#### RECORD SET
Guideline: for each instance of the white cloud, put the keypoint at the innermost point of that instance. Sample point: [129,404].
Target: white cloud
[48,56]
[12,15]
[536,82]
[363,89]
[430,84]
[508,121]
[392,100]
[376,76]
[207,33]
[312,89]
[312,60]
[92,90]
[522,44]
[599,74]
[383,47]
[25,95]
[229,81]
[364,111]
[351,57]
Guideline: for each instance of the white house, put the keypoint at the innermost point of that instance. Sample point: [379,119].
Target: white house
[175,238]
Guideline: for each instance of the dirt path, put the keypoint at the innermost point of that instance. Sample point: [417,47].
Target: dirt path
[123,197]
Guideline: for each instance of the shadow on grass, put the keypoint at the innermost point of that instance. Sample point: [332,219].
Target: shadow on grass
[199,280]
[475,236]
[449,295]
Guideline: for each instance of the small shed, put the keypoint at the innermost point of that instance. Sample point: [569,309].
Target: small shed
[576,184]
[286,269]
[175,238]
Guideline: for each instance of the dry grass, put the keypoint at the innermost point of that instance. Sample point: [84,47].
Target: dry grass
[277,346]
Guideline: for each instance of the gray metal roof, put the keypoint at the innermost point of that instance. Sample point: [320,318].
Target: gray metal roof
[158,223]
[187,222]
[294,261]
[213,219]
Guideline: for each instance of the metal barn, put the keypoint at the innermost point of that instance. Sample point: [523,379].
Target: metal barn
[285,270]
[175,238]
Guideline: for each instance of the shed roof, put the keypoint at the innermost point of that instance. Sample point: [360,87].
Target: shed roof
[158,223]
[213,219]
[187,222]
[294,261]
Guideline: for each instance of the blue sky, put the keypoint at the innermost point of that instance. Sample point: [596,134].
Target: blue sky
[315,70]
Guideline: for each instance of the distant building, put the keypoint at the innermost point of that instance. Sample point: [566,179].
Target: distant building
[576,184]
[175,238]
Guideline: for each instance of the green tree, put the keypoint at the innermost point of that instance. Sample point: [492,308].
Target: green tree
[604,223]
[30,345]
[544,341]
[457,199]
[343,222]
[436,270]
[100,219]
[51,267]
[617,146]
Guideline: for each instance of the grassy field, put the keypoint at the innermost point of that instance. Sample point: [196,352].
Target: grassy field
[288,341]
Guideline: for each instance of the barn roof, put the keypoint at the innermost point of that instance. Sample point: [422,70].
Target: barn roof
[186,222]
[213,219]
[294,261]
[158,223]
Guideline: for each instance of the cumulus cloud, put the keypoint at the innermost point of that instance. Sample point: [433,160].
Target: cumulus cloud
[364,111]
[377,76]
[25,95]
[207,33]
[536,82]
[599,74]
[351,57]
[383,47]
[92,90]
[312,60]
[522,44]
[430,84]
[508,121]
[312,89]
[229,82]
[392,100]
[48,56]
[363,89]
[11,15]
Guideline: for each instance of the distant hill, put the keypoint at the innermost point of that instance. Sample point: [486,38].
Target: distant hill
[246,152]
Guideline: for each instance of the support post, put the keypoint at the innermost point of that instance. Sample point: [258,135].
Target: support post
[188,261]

#### YOUR OBJECTIVE
The response should be every record above restated exactly.

#### ANSWER SECTION
Guideline: for each instance of the white cloud, put the keypoint at the innermost point of that instance. Sample point: [129,404].
Target: white cloud
[48,56]
[12,15]
[536,82]
[363,89]
[430,84]
[508,121]
[392,100]
[376,76]
[207,33]
[312,89]
[312,60]
[92,90]
[522,44]
[599,74]
[383,47]
[25,95]
[229,81]
[364,111]
[351,57]
Guideline: for each instance of the white house, put the keypoint at the innermost point of that instance. Sample point: [379,119].
Target: white house
[175,238]
Guideline: for each instance of the dirt path, put the keypoint at the innermost point of that instance. Sample point: [417,47].
Target: dirt path
[123,197]
Guideline: for each instance of the shadow on grass, put the keypoint at the innermost point of that instance. Sample point: [332,219].
Target: shadow on grass
[199,280]
[475,236]
[449,295]
Guideline: for each instance of the small shed, put the keypoint at the innermost point of that instance. Sample point: [569,309].
Target: small shed
[576,184]
[286,269]
[175,238]
Guideline: for each instance of the dry grass, put the keypoint at the innermost point of that instance. Sample point: [84,47].
Target: dry grass
[277,346]
Guideline: for each instance of the gray metal roof, put the keypoint at the innermost point of that instance. Sample point: [320,318].
Target: gray metal roof
[158,223]
[187,222]
[294,261]
[213,219]
Guideline: for each instance of the metal barn, put the keypoint at the innermost point of that instance. Sample point: [523,379].
Target: metal barn
[285,270]
[175,238]
Guideline: for each instance of the shed roof, put the keypoint at the innermost point of that instance. Sample point: [360,87].
Target: shed roof
[158,223]
[213,219]
[187,222]
[294,261]
Guideline: for each instance of the blue sky, put the keypoint at the innermost point of that instance. Sample point: [596,134].
Target: blue sky
[315,70]
Guideline: for each instance of the distant building, put the keypoint at the innermost point of that instance. Sample point: [566,179].
Target: distant building
[576,184]
[175,238]
Guideline: for each instance of the green tree, put the keypoint at the innermost point of that instance. Sample point: [492,308].
Target: green tree
[604,223]
[30,345]
[544,341]
[457,199]
[343,222]
[436,270]
[100,219]
[51,267]
[617,146]
Guideline: for each instance of the grassy field, put the keypoint at the innermost point of that instance. Sample point: [196,352].
Target: grassy field
[288,341]
Guideline: for each instance of the barn roof, put the keypoint at the innermost point of that instance. Sample point: [422,70].
Target: barn roof
[186,222]
[213,219]
[294,261]
[158,223]
Guideline: for each instance of the cumulus cloud, put the keypoint at the innermost point of that instance. Sample point: [433,160].
Target: cumulus cloud
[364,111]
[377,76]
[25,95]
[207,33]
[536,82]
[599,74]
[351,57]
[383,47]
[92,90]
[312,60]
[522,44]
[430,84]
[508,121]
[312,89]
[229,82]
[392,100]
[48,56]
[363,89]
[11,15]
Guideline: for each instance of the distant hill, put the keypoint at the innermost point of that instance. Sample point: [486,38].
Target: distant hill
[246,152]
Guideline: for each instance of the support post, put the keypoint at the innermost point of that instance. Sample point: [258,135].
Target: support post
[188,261]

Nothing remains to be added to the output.